INSTRUCTIONS FOR THE TASK ->
Nothing may be dropped or altered: reproduce all the data.

(Beginning of SUPPLIED DATA)

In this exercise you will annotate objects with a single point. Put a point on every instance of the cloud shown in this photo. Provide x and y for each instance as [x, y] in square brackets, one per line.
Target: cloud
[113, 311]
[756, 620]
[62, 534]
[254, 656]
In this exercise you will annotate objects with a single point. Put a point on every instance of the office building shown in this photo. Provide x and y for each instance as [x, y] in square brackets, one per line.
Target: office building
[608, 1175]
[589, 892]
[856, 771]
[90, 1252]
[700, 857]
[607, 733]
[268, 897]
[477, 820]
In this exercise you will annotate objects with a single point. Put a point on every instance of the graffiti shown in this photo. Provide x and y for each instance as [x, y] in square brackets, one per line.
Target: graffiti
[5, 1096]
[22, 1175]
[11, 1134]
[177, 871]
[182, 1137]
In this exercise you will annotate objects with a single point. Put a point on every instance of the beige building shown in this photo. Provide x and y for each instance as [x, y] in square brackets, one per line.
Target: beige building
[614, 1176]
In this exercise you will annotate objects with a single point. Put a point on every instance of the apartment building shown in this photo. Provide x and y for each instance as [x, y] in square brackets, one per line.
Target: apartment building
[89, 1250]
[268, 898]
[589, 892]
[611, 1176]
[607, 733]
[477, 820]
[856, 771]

(End of SUPPLIED DATA)

OUTPUT ->
In this exercise you will annotate objects with a single point. Put a point on every instance of the cloud shown in this photo. Provide x and y for each instance as [x, y] in square brackets, one per line.
Target: cloud
[113, 311]
[756, 620]
[62, 534]
[254, 656]
In this exercise you will annotate objects with a single point. Put a point on every instance of the office building shown in this photo. Provide x and y for each instance as [x, y] in square brackets, one per line.
Target: office building
[608, 1175]
[589, 892]
[856, 771]
[90, 1252]
[700, 857]
[607, 733]
[268, 897]
[477, 820]
In this exercise you will annotate objects with a single point. Put a point on every instance of the graffiti shown in this photo. Provide x and y for each instance as [x, y] in square brackets, one per line.
Target: graffiti
[5, 1096]
[22, 1175]
[11, 1134]
[177, 871]
[182, 1137]
In this exercise you will annotate objects with a single point. Put a point on every instance of the beige building shown in this photo. Provide x and y for each instance as [x, y] in square brackets, one per line.
Target: beige building
[614, 1176]
In this exercise you will annotate objects with a single point. Put a point on every instance of the apartment building shown in this photo. Provide x and y for each instance as [x, y] in square brackets, one per line.
Target: apartment building
[89, 1250]
[268, 898]
[589, 892]
[611, 1176]
[607, 733]
[477, 820]
[856, 771]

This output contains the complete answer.